#### [WHAT YOU HAVE TO DO]
Copy the material below line for line, keeping every character unchanged.

Stored data
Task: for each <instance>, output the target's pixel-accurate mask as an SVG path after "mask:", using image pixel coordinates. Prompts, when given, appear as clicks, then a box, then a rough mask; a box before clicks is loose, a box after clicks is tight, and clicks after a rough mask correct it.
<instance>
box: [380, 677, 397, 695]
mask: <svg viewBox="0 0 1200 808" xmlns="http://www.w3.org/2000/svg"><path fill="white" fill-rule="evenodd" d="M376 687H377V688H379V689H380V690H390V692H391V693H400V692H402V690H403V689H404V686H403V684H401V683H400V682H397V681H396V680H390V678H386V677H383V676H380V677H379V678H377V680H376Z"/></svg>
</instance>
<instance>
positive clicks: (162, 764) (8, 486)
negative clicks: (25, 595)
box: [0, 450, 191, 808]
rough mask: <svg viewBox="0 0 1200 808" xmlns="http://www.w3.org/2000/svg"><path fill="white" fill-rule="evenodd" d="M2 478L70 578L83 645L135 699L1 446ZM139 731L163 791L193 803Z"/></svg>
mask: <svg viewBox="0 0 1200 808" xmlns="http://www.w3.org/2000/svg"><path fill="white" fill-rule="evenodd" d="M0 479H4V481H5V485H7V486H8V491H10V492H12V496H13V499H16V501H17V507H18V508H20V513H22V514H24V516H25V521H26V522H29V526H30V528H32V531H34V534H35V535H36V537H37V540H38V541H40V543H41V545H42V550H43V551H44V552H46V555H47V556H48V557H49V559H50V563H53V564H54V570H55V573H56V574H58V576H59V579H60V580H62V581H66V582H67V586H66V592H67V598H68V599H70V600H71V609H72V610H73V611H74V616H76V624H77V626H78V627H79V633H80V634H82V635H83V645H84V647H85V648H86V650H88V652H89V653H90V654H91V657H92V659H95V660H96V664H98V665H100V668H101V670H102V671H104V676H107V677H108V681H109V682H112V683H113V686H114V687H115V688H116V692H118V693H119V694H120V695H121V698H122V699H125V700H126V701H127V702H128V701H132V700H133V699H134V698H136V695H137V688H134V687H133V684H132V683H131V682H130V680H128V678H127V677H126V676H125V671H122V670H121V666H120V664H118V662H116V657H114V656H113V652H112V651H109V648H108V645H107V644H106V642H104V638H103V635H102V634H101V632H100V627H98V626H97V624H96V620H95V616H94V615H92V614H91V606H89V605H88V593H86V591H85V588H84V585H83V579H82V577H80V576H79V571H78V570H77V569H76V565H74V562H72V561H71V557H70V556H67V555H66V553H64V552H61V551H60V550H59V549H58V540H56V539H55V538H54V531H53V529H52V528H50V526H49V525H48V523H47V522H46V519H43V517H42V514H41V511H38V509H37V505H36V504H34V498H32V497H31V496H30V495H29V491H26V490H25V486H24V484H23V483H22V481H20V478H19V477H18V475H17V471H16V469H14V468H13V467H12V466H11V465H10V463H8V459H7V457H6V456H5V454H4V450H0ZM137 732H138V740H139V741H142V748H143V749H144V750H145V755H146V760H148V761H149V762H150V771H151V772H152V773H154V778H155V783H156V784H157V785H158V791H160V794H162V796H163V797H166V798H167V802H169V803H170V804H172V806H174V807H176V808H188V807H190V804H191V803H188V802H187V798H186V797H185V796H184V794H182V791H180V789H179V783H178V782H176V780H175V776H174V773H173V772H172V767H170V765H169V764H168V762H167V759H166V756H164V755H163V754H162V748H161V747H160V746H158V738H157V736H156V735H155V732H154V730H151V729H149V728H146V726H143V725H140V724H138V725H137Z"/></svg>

#### [ANSWER]
Task: for each <instance>, output the target's pixel-accurate mask as an SVG path after "mask:", using image pixel coordinates. Prompts, when given, appear as clicks, then a box, then a rough mask; a box before clicks is loose, a box after clicks is tight, and clicks after a rough mask correct it.
<instance>
box: [380, 677, 397, 695]
mask: <svg viewBox="0 0 1200 808" xmlns="http://www.w3.org/2000/svg"><path fill="white" fill-rule="evenodd" d="M376 687H377V688H379V689H380V690H390V692H391V693H400V692H402V690H403V689H404V686H403V684H401V683H400V682H397V681H396V680H390V678H386V677H383V676H380V677H379V678H377V680H376Z"/></svg>
</instance>
<instance>
positive clicks: (162, 764) (8, 486)
negative clicks: (25, 595)
box: [0, 450, 191, 808]
rough mask: <svg viewBox="0 0 1200 808" xmlns="http://www.w3.org/2000/svg"><path fill="white" fill-rule="evenodd" d="M2 478L70 578L83 645L135 699L1 446ZM139 731L163 791L193 803Z"/></svg>
mask: <svg viewBox="0 0 1200 808" xmlns="http://www.w3.org/2000/svg"><path fill="white" fill-rule="evenodd" d="M0 479H4V481H5V485H7V486H8V491H10V492H12V496H13V499H16V501H17V507H18V508H20V513H22V514H24V516H25V521H26V522H29V526H30V528H32V531H34V534H35V535H36V537H37V540H38V541H40V543H41V545H42V550H43V551H44V552H46V555H47V556H48V557H49V559H50V563H53V564H54V570H55V573H56V574H58V576H59V579H60V580H62V581H66V582H67V586H66V592H67V598H68V599H70V600H71V609H72V610H73V611H74V616H76V624H77V626H78V627H79V633H80V634H82V635H83V645H84V647H85V648H86V650H88V652H89V653H90V654H91V657H92V659H95V660H96V664H98V665H100V668H101V670H102V671H104V676H107V677H108V681H109V682H112V683H113V686H114V687H115V688H116V692H118V693H119V694H120V695H121V698H122V699H125V700H126V701H127V702H128V701H132V700H133V699H134V698H136V695H137V688H134V687H133V684H132V683H131V682H130V680H128V678H127V677H126V676H125V671H122V670H121V666H120V664H118V662H116V657H114V656H113V652H112V651H109V648H108V645H107V644H106V642H104V638H103V635H102V634H101V632H100V627H98V626H97V624H96V620H95V616H94V615H92V614H91V606H89V605H88V593H86V591H85V588H84V585H83V579H82V577H80V576H79V571H78V570H77V569H76V565H74V562H72V561H71V557H70V556H67V555H66V553H64V552H61V551H60V550H59V549H58V540H56V539H55V538H54V531H53V529H52V528H50V526H49V525H48V523H47V522H46V519H43V517H42V514H41V511H38V509H37V505H36V504H34V498H32V497H31V496H30V495H29V491H26V490H25V486H24V484H23V483H22V481H20V478H19V477H18V475H17V471H16V469H14V468H13V467H12V466H11V465H10V463H8V459H7V457H6V456H5V454H4V450H0ZM137 732H138V740H139V741H142V748H143V749H144V750H145V755H146V760H148V761H149V762H150V771H151V772H152V773H154V778H155V783H156V784H157V785H158V791H160V794H162V796H163V797H166V798H167V802H169V803H170V804H172V806H174V807H176V808H188V807H190V804H191V803H188V802H187V798H186V797H185V796H184V794H182V791H180V789H179V783H178V782H176V780H175V776H174V773H173V772H172V767H170V765H169V764H168V762H167V759H166V756H164V755H163V754H162V748H161V747H160V746H158V738H157V736H156V735H155V732H154V730H151V729H149V728H146V726H143V725H140V724H138V725H137Z"/></svg>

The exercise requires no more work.